__WHAT YOU NEED TO DO__:
(A) Please reproduce the passage of the mailing-list post on dual Ethernet cards from "The result of" up to and including "blocking everything.".
(B) Translate this sentence from the post on dual Ethernet cards into Spanish: "The other card (management) has IPChains blocking everything."

[START EXTRACT TO READ]

[Snort-users] Dual ethernet cards under Linux - could be of use to others

Guy Bruneau bruneau at ...126...
Thu Nov 2 20:37:05 EST 2000


The way I have done it is by turning the second card into promicous mode in the
following way  at startup. In rc.local add:

/sbin/ifconfig eth0 promisc

The result of ifconfig shows the following

eth0      Link encap:Ethernet  HWaddr xx:xx:xx:xx:xx:xx
          RX packets:26731 errors:0 dropped:0 overruns:0 frame:0
          TX packets:0 errors:0 dropped:0 overruns:0 carrier:0
          collisions:0 txqueuelen:100
          Interrupt:10 Base address:0xd000

Keeping the card invisible to the network. Check out the statistics. 26731
packets received and nothing else. The other card (management) has IPChains
blocking everything.

[END EXTRACT TO READ]
[START DATA SUPPLIED]

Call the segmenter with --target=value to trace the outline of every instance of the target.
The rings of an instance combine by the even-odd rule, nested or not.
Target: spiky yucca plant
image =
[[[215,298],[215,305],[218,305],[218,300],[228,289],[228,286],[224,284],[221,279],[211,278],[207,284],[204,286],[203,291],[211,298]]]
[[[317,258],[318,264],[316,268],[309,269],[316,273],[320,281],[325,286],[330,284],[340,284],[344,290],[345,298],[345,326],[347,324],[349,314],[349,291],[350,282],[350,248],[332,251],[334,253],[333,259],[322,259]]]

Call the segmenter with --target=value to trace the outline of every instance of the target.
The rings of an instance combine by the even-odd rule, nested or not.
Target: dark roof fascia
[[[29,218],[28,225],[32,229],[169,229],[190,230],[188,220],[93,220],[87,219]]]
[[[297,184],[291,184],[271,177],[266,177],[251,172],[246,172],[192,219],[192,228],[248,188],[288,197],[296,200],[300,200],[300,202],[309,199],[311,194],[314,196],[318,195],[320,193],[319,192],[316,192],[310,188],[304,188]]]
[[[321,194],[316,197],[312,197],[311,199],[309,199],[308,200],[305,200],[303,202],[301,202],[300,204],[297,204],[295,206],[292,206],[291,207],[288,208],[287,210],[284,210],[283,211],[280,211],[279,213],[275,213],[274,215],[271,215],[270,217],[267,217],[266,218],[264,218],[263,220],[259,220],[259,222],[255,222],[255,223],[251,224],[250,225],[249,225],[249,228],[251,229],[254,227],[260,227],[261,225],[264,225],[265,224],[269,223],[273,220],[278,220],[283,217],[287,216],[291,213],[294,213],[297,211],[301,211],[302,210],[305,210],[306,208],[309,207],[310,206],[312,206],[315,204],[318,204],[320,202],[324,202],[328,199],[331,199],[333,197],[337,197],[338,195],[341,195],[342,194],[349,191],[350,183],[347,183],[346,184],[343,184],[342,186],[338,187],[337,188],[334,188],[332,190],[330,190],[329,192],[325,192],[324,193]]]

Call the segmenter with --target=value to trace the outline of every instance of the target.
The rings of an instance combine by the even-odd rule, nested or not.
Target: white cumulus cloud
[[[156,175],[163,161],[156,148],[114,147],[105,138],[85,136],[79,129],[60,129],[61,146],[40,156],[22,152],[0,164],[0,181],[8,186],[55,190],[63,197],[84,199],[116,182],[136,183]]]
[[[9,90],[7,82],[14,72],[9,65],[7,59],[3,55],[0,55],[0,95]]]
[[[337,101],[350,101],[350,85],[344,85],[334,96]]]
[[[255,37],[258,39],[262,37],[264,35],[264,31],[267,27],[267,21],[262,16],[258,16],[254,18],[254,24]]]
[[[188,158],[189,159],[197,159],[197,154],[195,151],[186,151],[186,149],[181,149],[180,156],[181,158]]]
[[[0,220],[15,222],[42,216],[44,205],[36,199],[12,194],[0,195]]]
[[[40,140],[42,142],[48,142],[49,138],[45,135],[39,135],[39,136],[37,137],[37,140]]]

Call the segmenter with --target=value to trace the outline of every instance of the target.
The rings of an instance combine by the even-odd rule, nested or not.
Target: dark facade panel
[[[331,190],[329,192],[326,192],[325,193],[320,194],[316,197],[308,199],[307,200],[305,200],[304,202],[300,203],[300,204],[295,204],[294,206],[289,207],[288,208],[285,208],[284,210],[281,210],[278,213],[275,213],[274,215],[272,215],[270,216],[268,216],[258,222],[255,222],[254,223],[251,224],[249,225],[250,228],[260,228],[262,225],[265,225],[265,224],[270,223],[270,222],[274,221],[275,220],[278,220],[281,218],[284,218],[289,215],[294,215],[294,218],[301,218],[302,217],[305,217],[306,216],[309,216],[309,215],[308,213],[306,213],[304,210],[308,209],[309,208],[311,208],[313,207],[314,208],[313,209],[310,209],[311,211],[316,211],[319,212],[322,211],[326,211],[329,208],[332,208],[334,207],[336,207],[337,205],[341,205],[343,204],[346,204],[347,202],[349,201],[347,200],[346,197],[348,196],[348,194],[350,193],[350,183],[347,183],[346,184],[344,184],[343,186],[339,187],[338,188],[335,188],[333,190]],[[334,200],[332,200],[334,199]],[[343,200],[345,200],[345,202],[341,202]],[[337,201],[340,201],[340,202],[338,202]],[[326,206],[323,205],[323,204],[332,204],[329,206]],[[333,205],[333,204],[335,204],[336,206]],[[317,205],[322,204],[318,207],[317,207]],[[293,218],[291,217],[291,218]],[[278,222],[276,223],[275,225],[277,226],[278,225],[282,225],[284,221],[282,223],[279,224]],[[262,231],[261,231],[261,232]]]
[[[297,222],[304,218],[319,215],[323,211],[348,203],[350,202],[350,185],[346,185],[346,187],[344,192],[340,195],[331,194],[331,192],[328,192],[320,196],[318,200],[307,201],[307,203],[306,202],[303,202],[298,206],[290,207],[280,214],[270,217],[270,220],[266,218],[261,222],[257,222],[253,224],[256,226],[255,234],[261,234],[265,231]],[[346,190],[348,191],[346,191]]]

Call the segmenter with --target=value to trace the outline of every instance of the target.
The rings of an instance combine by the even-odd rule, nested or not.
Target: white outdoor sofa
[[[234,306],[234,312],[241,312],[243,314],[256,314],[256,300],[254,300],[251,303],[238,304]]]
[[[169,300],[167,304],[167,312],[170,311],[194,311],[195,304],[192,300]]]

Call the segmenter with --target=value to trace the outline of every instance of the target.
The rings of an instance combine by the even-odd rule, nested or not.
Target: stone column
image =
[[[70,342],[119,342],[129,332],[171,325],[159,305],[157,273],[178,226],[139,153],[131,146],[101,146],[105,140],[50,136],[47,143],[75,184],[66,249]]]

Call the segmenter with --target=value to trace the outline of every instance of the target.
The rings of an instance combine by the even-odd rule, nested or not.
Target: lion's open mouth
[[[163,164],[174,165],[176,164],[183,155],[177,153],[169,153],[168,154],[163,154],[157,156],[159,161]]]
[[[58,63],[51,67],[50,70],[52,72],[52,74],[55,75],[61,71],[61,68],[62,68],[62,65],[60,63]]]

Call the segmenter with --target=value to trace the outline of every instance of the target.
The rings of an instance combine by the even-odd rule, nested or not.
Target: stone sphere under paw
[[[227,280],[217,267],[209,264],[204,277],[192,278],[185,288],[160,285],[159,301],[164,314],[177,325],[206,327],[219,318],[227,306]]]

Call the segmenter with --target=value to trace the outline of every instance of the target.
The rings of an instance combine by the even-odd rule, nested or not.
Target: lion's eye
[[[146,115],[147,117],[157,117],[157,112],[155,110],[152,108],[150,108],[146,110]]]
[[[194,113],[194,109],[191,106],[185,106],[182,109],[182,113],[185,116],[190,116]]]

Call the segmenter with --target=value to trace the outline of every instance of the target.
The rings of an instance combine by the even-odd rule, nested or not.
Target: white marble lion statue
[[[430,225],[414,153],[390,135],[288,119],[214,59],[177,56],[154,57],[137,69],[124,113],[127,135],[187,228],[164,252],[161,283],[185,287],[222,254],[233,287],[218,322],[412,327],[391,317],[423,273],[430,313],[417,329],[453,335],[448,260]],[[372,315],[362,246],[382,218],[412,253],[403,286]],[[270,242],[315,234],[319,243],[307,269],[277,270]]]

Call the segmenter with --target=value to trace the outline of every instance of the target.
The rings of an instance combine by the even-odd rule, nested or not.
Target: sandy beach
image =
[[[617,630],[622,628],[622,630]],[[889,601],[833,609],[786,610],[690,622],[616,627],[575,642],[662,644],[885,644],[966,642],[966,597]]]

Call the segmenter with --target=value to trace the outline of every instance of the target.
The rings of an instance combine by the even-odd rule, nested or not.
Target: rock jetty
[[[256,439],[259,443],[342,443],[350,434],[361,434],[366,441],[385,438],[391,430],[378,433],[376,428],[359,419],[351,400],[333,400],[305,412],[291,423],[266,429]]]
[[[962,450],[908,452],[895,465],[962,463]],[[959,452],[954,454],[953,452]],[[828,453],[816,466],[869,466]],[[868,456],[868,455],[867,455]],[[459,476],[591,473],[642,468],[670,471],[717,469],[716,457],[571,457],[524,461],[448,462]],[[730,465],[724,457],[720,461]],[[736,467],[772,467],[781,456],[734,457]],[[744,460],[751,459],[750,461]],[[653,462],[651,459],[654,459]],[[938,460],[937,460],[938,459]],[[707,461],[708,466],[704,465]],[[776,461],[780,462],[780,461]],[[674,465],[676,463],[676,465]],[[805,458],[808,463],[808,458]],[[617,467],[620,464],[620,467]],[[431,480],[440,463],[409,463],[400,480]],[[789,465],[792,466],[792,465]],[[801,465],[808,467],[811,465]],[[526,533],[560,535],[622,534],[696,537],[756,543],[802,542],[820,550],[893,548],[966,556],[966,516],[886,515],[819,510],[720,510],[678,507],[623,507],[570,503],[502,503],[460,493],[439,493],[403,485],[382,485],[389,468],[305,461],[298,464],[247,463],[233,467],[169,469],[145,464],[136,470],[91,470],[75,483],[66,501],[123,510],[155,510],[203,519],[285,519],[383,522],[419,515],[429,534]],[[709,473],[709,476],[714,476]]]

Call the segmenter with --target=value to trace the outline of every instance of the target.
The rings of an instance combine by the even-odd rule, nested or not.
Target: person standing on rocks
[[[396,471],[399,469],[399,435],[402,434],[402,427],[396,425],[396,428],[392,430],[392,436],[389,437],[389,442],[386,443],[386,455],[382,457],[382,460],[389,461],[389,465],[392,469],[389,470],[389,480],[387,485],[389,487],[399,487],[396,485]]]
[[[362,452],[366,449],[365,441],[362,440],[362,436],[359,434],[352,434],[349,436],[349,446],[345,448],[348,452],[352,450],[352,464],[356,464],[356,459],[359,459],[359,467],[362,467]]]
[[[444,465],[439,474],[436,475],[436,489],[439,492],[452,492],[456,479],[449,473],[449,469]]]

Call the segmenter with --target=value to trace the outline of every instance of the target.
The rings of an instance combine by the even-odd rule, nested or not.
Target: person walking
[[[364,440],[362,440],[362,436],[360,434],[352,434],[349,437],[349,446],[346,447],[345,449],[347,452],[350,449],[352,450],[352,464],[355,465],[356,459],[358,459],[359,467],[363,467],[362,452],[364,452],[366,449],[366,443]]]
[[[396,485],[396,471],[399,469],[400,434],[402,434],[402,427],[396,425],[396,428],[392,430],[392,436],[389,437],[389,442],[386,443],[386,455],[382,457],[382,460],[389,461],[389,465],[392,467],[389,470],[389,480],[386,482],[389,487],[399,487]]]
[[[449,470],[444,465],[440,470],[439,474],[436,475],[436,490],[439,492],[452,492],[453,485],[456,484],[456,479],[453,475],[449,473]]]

[END DATA SUPPLIED]

__THE SOLUTIONS__:
(A)
The result of ifconfig shows the following

eth0      Link encap:Ethernet  HWaddr xx:xx:xx:xx:xx:xx
          RX packets:26731 errors:0 dropped:0 overruns:0 frame:0
          TX packets:0 errors:0 dropped:0 overruns:0 carrier:0
          collisions:0 txqueuelen:100
          Interrupt:10 Base address:0xd000

Keeping the card invisible to the network. Check out the statistics. 26731
packets received and nothing else. The other card (management) has IPChains
blocking everything.

(B) La otra tarjeta (de administración) tiene IPChains bloqueándolo todo.